§ **TASK BRIEF**: Copy the entries below, substituting "tight rectangles" for each occurrence of "axis-aligned boxes" and leaving everything else unchanged.

>> Start RECORDS FOR THE EXERCISE

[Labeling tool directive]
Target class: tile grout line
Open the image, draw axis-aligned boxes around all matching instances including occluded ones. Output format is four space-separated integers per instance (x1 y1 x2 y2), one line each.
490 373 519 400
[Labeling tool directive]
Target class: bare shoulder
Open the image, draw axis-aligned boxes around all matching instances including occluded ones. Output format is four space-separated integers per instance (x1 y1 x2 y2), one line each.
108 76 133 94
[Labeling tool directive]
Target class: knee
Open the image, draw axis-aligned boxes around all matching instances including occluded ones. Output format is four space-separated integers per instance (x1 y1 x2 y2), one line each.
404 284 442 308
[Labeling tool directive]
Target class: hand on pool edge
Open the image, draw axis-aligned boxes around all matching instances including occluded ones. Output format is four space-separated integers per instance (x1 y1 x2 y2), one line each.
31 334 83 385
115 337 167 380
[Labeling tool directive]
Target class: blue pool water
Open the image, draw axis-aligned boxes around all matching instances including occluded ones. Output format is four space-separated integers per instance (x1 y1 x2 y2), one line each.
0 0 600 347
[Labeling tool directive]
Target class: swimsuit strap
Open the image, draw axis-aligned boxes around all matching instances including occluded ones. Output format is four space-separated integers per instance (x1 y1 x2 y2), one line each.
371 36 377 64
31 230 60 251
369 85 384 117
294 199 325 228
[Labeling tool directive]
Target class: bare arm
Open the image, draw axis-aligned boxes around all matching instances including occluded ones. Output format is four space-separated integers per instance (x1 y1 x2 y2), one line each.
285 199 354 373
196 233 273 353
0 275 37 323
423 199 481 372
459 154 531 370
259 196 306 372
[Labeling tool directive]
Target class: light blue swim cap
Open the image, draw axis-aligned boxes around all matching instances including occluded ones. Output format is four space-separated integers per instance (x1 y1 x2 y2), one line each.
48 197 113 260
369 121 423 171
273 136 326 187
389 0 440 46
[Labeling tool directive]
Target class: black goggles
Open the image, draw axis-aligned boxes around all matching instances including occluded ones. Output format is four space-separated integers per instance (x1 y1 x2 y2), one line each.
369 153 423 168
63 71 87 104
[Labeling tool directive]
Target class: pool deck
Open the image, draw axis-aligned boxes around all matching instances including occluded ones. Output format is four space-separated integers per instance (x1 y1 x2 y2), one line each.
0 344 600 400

>> End RECORDS FOR THE EXERCISE

§ **WRITTEN RESPONSE**:
[Labeling tool directive]
Target class: tile grout line
Open the image, draw tight rectangles around all matching instances including occluded ones. Output format is four space-separated integers per instance (x1 y1 x2 y2), one line each.
490 373 519 400
[Labeling tool directive]
Target class: bare shoulder
Open the image, draw tight rectangles around all matching instances including occluded ones. Output format is four space-separated integers per instance (x1 y1 x2 y2), one line each.
108 76 133 94
[Labeling tool directive]
Target class: knee
Open the image, draw tight rectangles around all matching instances including occluded ones. Output format is four space-separated integers per instance (x1 y1 x2 y2), one line each.
404 284 442 308
[Labeling tool directive]
Target class: hand on pool edge
Open the image, draw tight rectangles around all matching instances including occluded ones. Output format is four space-separated integers per instance (x1 y1 x2 y2), one line each.
31 334 83 385
115 337 167 380
[Labeling tool directive]
Target class: blue pool water
Open the image, draw tight rectangles around all matching instances including occluded ones. Output format is four space-separated integers per instance (x1 y1 x2 y2), one line each.
0 0 600 347
[Labeling tool directive]
Target class: swimsuit strap
Open the image, draw tight rectangles around all matching instances including occluded ones. Output format is four space-separated integers per instance (x1 y1 x2 y2), one line each.
371 36 377 64
31 230 60 251
369 85 384 117
294 199 325 228
[Labeling tool directive]
Target class: bare arm
Open the image, draw tight rectangles around all matching instances including occluded ones. Output format is four space-separated integers per instance (x1 y1 x2 y2), one line each.
285 199 354 373
196 233 273 353
0 275 37 323
423 199 481 372
459 154 531 370
259 196 306 372
[Labeling tool directive]
Target class: light blue swim cap
Open the image, draw tight rectangles around all matching instances including occluded ones. Output format is four space-separated integers per instance (x1 y1 x2 y2), one line each.
48 197 113 260
369 121 423 171
273 136 326 187
389 0 440 46
[Labeling tool directive]
Target class: black goggles
Open the image, draw tight rectangles around all matching instances including occluded ones. Output format is four space-separated integers per instance (x1 y1 x2 y2), one line each.
369 153 423 168
63 71 87 104
[Labeling tool directive]
Target class: pool deck
Open the image, draw tight rectangles around all matching instances including occluded ones. Output format is four space-separated integers per instance (x1 y1 x2 y2), one line each.
0 344 600 400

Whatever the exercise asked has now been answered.